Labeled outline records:
###

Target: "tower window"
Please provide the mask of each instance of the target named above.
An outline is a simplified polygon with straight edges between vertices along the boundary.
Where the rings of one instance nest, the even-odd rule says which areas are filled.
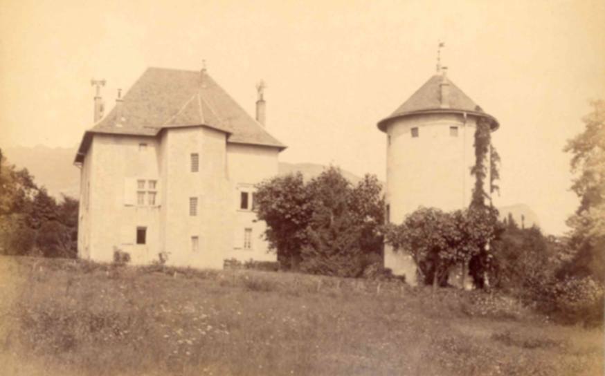
[[[248,209],[248,192],[241,192],[240,194],[240,209],[244,210]]]
[[[191,172],[197,172],[199,171],[199,154],[197,153],[191,153]]]
[[[412,128],[412,137],[414,137],[414,138],[418,137],[418,127],[417,126],[415,126],[414,128]]]
[[[252,229],[244,229],[244,249],[252,249]]]
[[[199,238],[191,236],[191,252],[197,252],[199,249]]]
[[[189,198],[189,215],[195,216],[197,215],[197,198]]]
[[[145,244],[147,242],[147,227],[136,227],[136,244]]]

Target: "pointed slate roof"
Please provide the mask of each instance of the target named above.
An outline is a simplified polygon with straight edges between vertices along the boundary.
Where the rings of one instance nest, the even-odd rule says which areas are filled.
[[[449,106],[448,108],[441,106],[440,84],[444,79],[446,79],[449,84]],[[495,118],[485,113],[451,79],[444,78],[441,75],[435,75],[420,86],[415,93],[412,94],[412,96],[390,115],[379,122],[378,128],[384,132],[386,131],[386,126],[389,121],[392,119],[410,115],[435,113],[467,113],[488,119],[491,123],[492,130],[495,130],[499,126],[498,120]]]
[[[81,162],[93,133],[156,135],[167,128],[203,126],[228,134],[230,143],[286,148],[206,72],[148,68],[114,106],[84,134]]]

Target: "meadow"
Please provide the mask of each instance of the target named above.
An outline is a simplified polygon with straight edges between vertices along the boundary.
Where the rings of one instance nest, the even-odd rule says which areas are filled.
[[[603,329],[506,297],[0,256],[0,374],[592,375]]]

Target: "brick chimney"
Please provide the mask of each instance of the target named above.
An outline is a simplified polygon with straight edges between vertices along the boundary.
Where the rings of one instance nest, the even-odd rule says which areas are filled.
[[[447,67],[441,68],[441,83],[439,84],[439,99],[442,109],[449,109],[449,81],[447,79]]]
[[[105,112],[105,106],[103,104],[103,98],[101,97],[101,87],[105,86],[105,79],[91,79],[91,86],[95,86],[95,110],[94,110],[94,122],[97,122],[103,118]]]
[[[256,100],[256,121],[262,124],[263,126],[267,118],[267,102],[264,102],[263,96],[266,87],[267,86],[262,80],[256,84],[256,91],[258,93],[258,99]]]

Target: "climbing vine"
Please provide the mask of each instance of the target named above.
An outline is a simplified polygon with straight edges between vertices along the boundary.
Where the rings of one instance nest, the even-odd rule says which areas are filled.
[[[491,131],[489,122],[482,118],[477,121],[474,146],[475,165],[471,168],[471,175],[475,177],[475,186],[473,188],[470,207],[471,209],[480,209],[485,207],[486,198],[489,199],[491,194],[500,191],[500,187],[495,183],[496,180],[500,178],[498,170],[500,155],[496,148],[491,145]],[[489,153],[489,167],[485,165],[488,153]],[[489,172],[489,194],[485,191],[484,188],[488,171]]]
[[[475,131],[475,165],[471,169],[471,174],[475,177],[475,186],[473,188],[473,196],[471,199],[470,210],[475,212],[477,220],[487,225],[489,228],[489,236],[485,239],[485,244],[481,247],[482,250],[473,256],[469,263],[469,272],[473,277],[476,286],[485,288],[488,283],[486,280],[487,272],[493,267],[491,255],[489,252],[490,240],[498,236],[498,210],[491,205],[491,194],[499,191],[500,187],[495,181],[500,178],[498,165],[500,155],[491,146],[491,130],[489,122],[485,118],[477,121],[477,128]],[[487,156],[489,156],[489,165],[486,166]],[[485,179],[489,173],[489,192],[484,188]],[[485,204],[485,199],[489,200],[489,205]]]

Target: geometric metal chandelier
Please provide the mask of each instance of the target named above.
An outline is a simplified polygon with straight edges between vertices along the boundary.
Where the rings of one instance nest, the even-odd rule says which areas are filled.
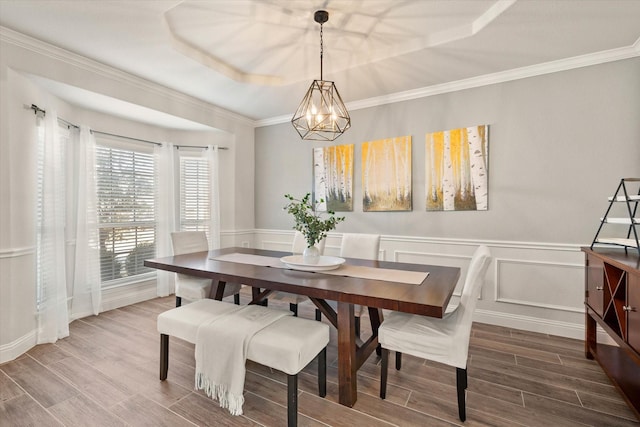
[[[336,85],[322,79],[322,24],[329,20],[329,12],[318,10],[313,19],[320,24],[320,80],[311,83],[291,123],[302,139],[333,141],[351,127],[351,117]]]

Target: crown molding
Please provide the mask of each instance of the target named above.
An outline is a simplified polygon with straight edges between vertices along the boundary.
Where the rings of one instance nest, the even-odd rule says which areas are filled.
[[[212,115],[216,115],[222,119],[230,119],[251,127],[271,126],[286,123],[291,120],[291,115],[283,115],[272,117],[264,120],[252,120],[241,116],[237,113],[225,110],[213,104],[198,100],[189,95],[169,89],[165,86],[152,83],[148,80],[136,77],[132,74],[121,71],[117,68],[106,64],[88,59],[84,56],[70,52],[68,50],[56,47],[49,43],[11,30],[7,27],[0,26],[0,41],[13,44],[23,49],[30,50],[50,57],[52,59],[65,62],[74,67],[96,73],[103,77],[121,81],[130,84],[145,91],[149,91],[160,96],[172,99],[173,101],[189,105],[198,109],[204,109]],[[412,89],[403,92],[397,92],[389,95],[377,96],[346,104],[350,111],[361,110],[364,108],[377,107],[385,104],[393,104],[396,102],[409,101],[413,99],[426,98],[429,96],[441,95],[450,92],[457,92],[465,89],[473,89],[482,86],[488,86],[497,83],[504,83],[514,80],[536,77],[545,74],[557,73],[561,71],[572,70],[576,68],[588,67],[592,65],[603,64],[607,62],[620,61],[640,56],[640,38],[634,44],[627,47],[596,52],[592,54],[575,56],[556,61],[549,61],[530,67],[515,68],[512,70],[501,71],[498,73],[485,74],[483,76],[472,77],[469,79],[457,80],[453,82],[442,83],[439,85],[426,86],[418,89]]]
[[[359,101],[348,102],[346,103],[346,107],[349,111],[362,110],[364,108],[378,107],[380,105],[393,104],[395,102],[426,98],[429,96],[457,92],[465,89],[473,89],[497,83],[504,83],[514,80],[526,79],[529,77],[557,73],[560,71],[573,70],[575,68],[589,67],[592,65],[604,64],[607,62],[620,61],[637,56],[640,56],[640,39],[636,40],[633,45],[627,47],[605,50],[602,52],[596,52],[587,55],[574,56],[572,58],[544,62],[541,64],[532,65],[530,67],[514,68],[512,70],[501,71],[498,73],[485,74],[483,76],[442,83],[439,85],[426,86],[418,89],[407,90],[404,92],[397,92],[389,95],[362,99]],[[291,115],[257,120],[256,127],[281,124],[290,120]]]
[[[52,44],[43,42],[42,40],[11,30],[7,27],[0,26],[0,41],[49,57],[56,61],[64,62],[73,67],[98,74],[102,77],[116,80],[144,91],[169,98],[177,103],[205,110],[211,115],[215,115],[221,119],[233,120],[247,126],[255,127],[255,121],[245,116],[241,116],[232,111],[225,110],[224,108],[209,104],[168,87],[134,76],[101,62],[94,61],[77,53],[59,48]]]

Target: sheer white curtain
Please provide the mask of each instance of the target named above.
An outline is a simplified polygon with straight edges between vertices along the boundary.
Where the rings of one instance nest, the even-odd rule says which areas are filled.
[[[69,149],[75,152],[75,253],[71,281],[70,320],[98,314],[100,289],[100,237],[96,188],[96,140],[86,126],[70,135]],[[71,272],[70,272],[71,273]]]
[[[219,161],[220,150],[218,146],[207,146],[207,159],[209,161],[209,197],[210,224],[209,224],[209,247],[211,249],[220,248],[220,187],[219,183]]]
[[[54,110],[39,120],[36,214],[37,343],[69,335],[69,322],[98,314],[100,258],[95,139],[62,129]],[[68,136],[67,136],[68,135]]]
[[[38,212],[36,215],[36,282],[38,344],[69,335],[65,259],[64,147],[56,111],[38,120]]]
[[[176,230],[175,200],[175,149],[173,144],[156,145],[156,256],[169,256],[171,232]],[[167,296],[174,292],[175,274],[158,270],[156,272],[157,294]]]

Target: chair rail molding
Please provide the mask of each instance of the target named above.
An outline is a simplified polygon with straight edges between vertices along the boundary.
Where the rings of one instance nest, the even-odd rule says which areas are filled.
[[[16,258],[21,256],[33,255],[36,253],[35,246],[25,246],[22,248],[0,249],[0,259]]]

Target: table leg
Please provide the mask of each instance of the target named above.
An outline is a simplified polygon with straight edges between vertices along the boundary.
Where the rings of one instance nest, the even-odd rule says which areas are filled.
[[[338,302],[339,402],[352,407],[358,398],[356,327],[353,304]]]
[[[222,301],[224,296],[224,287],[227,282],[218,279],[211,279],[211,290],[209,291],[209,298]]]

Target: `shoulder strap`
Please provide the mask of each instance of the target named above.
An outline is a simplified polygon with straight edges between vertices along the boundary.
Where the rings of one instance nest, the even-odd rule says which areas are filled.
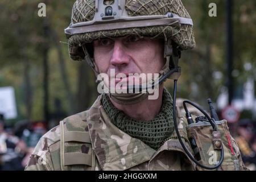
[[[61,171],[64,169],[64,122],[63,121],[60,122],[60,169]]]

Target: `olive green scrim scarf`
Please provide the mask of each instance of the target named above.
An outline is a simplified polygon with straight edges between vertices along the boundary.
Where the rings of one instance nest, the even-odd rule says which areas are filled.
[[[164,88],[160,113],[151,121],[138,121],[115,108],[106,94],[101,103],[111,119],[120,130],[133,138],[140,139],[151,148],[158,150],[174,130],[172,117],[172,98]]]

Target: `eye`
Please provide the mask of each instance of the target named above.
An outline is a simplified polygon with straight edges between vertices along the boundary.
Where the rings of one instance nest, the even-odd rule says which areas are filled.
[[[140,40],[141,39],[136,35],[131,35],[127,37],[127,42],[129,43],[135,42]]]
[[[100,44],[102,46],[109,46],[113,43],[113,41],[110,39],[103,39],[100,40]]]

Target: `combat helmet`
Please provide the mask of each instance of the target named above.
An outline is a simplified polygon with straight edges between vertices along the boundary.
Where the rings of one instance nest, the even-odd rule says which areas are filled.
[[[180,51],[195,46],[192,20],[180,0],[77,0],[71,23],[65,30],[69,53],[74,60],[86,60],[96,75],[93,40],[135,35],[164,40],[166,63],[160,76],[170,71],[174,48]],[[168,75],[169,78],[174,76]],[[177,77],[177,75],[174,76]],[[146,97],[144,94],[110,96],[118,103],[131,104]],[[139,99],[140,98],[140,99]]]

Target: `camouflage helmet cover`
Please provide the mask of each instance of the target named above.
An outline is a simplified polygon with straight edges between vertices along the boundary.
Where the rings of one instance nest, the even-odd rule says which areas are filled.
[[[117,3],[118,8],[117,10],[114,5]],[[101,6],[104,9],[104,13],[102,13],[102,11],[98,12]],[[122,6],[123,10],[120,7]],[[112,20],[111,18],[108,19],[108,17],[109,18],[108,16],[105,21],[95,21],[97,16],[101,16],[100,18],[103,20],[104,13],[107,13],[104,10],[112,6],[113,7],[113,9],[110,10],[112,18],[115,14],[116,16],[118,16],[116,13],[118,10],[125,12],[126,18],[118,17],[117,20],[115,18]],[[97,13],[99,15],[97,16]],[[172,22],[171,23],[157,23],[160,22],[159,17],[162,19],[164,19],[163,17],[172,18],[174,20],[179,20],[178,23],[174,20],[171,22]],[[176,19],[175,18],[177,18]],[[139,22],[133,23],[134,22],[130,20],[133,20],[133,18],[138,19]],[[155,19],[156,22],[154,22]],[[145,20],[146,24],[143,22]],[[183,20],[184,23],[182,23]],[[191,23],[188,23],[188,20]],[[88,27],[86,24],[90,22],[94,22],[94,26],[98,26],[98,28],[93,28],[93,26],[92,28]],[[84,27],[83,23],[85,24]],[[129,23],[131,25],[129,26]],[[69,39],[69,53],[71,59],[74,60],[86,60],[91,64],[91,55],[88,53],[88,48],[90,48],[84,46],[94,40],[129,35],[162,38],[166,41],[171,38],[180,50],[191,49],[195,46],[192,26],[190,16],[181,0],[77,0],[73,6],[71,24],[66,28],[65,33]],[[73,29],[77,31],[72,32]]]

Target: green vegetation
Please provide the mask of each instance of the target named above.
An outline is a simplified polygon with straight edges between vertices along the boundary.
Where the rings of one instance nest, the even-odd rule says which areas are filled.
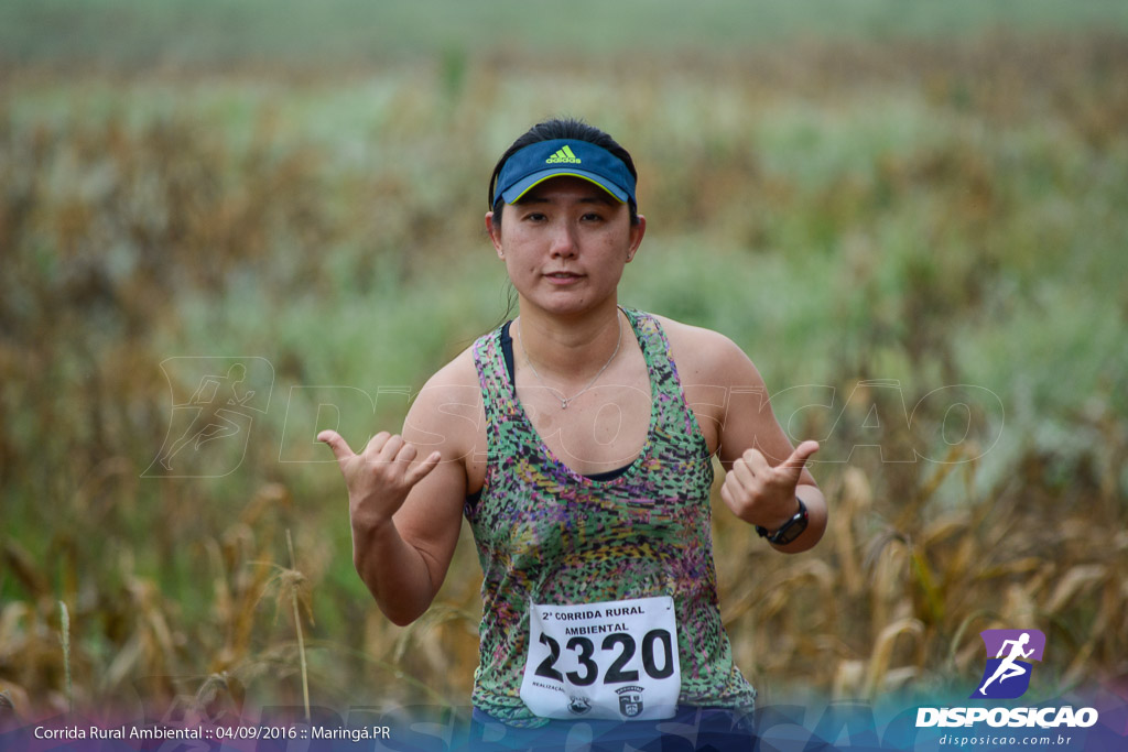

###

**Objective**
Lay out the stretch of the records from their start through the line containing "[[[189,198],[189,215],[195,216],[197,215],[197,198]]]" as a JSON list of strings, one string per line, omitting blank lines. Leave the picture out of the list.

**Output**
[
  "Target: \"tower window\"",
  "Please provide the mask of each instance of the target named above.",
  "An outline is a simplified polygon with straight edges between vertices along the boundary.",
  "Where the rings of one instance nest, the even-odd rule says which areas are filled.",
  "[[[248,209],[248,192],[241,192],[240,194],[240,209],[244,210]]]",
  "[[[191,172],[197,172],[199,171],[199,154],[197,153],[191,153]]]",
  "[[[412,128],[412,137],[414,137],[414,138],[418,137],[418,127],[417,126],[415,126],[414,128]]]",
  "[[[252,229],[244,229],[244,249],[252,249]]]",
  "[[[199,238],[191,236],[191,252],[197,252],[199,249]]]",
  "[[[189,198],[189,215],[195,216],[197,215],[197,198]]]"
]